** START Supplied text **

217. Balanced against these important public interests, however, was the applicants’ right under Article 5 § 4 to procedural fairness. Although the Court has found that, with the exception of the second and fourth applicants, the applicants’ detention did not fall within any of the categories listed in subparagraphs (a) to (f) of Article 5 § 1, it considers that the case-law relating to judicial control over detention on remand is relevant, since in such cases also the reasonableness of the suspicion against the detained person is a sine qua non (see paragraph 204 above). Moreover, in the circumstances of the present case, and in view of the dramatic impact of the lengthy - and what appeared at that time to be indefinite - deprivation of liberty on the applicants’ fundamental rights, Article 5 § 4 must import substantially the same fair trial guarantees as Article 6 § 1 in its criminal aspect (Garcia Alva v Germany (2001) 37 EHRR 335, para 39, and see also Chahal (1996) 23 EHRR 413, paras 130 -131).

218. Against this background, it was essential that as much information about the allegations and evidence against each applicant was disclosed as was possible without compromising national security or the safety of others. Where full disclosure was not possible, Article 5 § 4 required that the difficulties this caused were counterbalanced in such a way that each applicant still had the possibility effectively to challenge the allegations against him.

219. The Court considers that SIAC, which was a fully independent court (see paragraph 91 above) and which could examine all the relevant evidence, both closed and open, was best placed to ensure that no material was unnecessarily withheld from the detainee. In this connection, the special advocate could provide an important, additional safeguard through questioning the State’s witnesses on the need for secrecy and through making submissions to the judge regarding the case for additional disclosure. On the material before it, the Court has no basis to find that excessive and unjustified secrecy was employed in respect of any of the applicants’ appeals or that there were not compelling reasons for the lack of disclosure in each case.

** END Supplied text **
** START Rows **

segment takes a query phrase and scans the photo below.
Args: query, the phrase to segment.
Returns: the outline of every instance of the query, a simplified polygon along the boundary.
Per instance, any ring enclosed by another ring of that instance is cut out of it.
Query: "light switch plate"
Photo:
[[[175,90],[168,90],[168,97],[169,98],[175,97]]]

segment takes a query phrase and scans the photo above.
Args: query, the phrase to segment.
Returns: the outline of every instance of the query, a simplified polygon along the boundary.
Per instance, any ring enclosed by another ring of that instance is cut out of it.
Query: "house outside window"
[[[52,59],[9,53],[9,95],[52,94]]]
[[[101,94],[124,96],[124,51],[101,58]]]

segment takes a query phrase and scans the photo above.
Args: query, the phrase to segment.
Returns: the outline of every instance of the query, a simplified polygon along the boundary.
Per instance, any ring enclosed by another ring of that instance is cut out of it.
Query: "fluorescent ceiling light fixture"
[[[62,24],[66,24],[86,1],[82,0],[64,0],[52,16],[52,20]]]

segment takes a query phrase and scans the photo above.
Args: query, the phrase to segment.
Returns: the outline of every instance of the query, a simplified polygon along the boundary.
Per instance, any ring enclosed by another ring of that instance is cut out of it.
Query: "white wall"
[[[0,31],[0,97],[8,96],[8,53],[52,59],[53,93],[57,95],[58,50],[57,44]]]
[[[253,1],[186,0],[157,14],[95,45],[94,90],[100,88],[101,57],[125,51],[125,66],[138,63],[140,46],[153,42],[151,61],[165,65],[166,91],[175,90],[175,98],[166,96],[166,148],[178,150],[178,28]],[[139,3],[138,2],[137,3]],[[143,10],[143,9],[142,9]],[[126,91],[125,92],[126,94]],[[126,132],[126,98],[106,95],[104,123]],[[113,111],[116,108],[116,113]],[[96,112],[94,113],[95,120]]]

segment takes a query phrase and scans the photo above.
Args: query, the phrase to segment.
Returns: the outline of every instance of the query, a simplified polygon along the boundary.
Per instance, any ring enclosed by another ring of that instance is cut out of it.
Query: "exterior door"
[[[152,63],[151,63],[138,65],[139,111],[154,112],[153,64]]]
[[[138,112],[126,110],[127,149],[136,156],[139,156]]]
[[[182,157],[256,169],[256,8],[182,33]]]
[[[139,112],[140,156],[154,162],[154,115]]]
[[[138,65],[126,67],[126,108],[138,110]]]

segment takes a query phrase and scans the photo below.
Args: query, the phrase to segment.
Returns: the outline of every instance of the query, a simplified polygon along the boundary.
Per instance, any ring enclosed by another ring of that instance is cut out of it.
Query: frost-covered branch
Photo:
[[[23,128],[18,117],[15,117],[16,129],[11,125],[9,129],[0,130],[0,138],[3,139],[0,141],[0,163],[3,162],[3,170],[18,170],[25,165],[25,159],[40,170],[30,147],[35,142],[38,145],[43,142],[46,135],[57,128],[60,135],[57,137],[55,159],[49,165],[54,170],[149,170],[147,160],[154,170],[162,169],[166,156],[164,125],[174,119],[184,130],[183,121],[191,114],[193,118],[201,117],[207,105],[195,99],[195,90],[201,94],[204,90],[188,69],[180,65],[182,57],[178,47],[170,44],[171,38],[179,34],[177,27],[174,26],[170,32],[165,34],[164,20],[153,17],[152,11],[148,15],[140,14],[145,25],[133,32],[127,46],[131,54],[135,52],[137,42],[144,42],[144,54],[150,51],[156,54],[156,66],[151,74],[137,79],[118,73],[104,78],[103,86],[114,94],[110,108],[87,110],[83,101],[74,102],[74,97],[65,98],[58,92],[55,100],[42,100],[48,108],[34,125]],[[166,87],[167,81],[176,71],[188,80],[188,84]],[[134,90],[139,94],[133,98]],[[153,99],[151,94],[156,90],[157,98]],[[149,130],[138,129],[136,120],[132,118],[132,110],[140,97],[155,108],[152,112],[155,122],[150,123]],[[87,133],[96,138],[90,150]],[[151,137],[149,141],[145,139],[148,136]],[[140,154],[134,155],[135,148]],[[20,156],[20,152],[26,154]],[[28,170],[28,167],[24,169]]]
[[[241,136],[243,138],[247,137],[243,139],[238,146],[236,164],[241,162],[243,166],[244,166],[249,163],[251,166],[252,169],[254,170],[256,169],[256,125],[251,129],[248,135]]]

** END Rows **

Task requirements
Please name the court that the detention-ruling excerpt calls best placed to ensure that no material was unnecessarily withheld from the detainee.

Answer in full
SIAC